> _Source data_
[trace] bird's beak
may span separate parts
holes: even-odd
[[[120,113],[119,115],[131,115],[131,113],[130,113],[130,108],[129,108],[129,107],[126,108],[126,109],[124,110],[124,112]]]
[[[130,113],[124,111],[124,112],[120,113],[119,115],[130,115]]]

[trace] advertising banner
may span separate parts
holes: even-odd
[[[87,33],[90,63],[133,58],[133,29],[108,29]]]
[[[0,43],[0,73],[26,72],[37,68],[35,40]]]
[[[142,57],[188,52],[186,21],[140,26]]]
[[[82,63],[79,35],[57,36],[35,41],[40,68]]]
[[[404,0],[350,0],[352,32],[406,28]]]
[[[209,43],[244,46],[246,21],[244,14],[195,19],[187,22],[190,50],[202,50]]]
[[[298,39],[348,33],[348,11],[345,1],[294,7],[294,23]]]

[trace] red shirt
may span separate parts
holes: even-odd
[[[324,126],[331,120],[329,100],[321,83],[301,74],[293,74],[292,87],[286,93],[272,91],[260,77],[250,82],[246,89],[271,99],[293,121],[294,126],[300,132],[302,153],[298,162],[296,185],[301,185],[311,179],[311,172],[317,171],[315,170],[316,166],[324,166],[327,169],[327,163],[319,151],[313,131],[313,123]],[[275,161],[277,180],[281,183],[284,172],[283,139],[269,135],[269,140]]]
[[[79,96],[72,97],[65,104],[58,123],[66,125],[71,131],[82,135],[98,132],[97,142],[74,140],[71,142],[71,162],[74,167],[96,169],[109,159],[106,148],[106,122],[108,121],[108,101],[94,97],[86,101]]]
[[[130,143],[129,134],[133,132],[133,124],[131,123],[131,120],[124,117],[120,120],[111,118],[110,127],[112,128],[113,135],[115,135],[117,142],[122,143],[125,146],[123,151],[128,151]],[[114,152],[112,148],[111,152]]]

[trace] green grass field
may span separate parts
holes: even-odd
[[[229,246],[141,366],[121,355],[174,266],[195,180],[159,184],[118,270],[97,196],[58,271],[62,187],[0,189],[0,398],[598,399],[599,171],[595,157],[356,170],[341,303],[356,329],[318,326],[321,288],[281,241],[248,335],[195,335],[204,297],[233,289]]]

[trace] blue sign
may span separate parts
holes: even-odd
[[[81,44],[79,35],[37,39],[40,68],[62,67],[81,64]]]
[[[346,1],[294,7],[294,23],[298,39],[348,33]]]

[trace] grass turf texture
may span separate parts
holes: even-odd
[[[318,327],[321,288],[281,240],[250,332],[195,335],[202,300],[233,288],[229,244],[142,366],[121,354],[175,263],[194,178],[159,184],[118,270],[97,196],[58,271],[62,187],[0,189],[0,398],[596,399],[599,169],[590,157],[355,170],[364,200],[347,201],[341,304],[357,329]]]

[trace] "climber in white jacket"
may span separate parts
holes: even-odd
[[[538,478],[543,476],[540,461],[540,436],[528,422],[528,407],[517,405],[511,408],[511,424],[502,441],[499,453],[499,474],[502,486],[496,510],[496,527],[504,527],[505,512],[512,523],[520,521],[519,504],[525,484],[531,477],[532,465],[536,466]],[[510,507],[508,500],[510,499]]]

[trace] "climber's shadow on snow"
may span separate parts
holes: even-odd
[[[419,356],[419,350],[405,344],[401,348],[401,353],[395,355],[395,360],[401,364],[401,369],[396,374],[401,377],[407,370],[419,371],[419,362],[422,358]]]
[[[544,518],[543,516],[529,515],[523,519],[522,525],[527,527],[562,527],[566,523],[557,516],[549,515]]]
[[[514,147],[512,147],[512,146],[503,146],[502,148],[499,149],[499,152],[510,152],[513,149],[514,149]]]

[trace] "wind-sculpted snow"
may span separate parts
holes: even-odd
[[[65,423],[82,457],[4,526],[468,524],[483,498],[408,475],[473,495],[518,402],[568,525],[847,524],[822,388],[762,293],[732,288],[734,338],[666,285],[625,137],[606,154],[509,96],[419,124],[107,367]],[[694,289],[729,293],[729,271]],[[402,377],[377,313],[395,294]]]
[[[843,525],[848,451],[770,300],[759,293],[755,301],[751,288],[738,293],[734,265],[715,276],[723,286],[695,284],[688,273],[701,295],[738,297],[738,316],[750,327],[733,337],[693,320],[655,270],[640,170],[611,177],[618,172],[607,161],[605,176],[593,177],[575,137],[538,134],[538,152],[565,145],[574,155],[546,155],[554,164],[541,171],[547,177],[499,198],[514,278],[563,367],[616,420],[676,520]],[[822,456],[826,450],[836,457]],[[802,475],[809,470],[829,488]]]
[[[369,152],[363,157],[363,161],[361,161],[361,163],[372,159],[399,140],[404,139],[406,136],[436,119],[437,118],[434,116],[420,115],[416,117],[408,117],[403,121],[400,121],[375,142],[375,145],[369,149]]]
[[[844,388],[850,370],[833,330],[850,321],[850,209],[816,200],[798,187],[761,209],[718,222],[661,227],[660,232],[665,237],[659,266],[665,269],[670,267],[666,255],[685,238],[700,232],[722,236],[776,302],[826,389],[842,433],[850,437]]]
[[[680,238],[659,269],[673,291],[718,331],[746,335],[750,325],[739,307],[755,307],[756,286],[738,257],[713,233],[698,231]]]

> _Your instructions_
Which lines of the records hold the string "climber"? Copy each one.

> _Answer to the problem_
[trace] "climber in white jacket"
[trace] "climber's shadow on snow"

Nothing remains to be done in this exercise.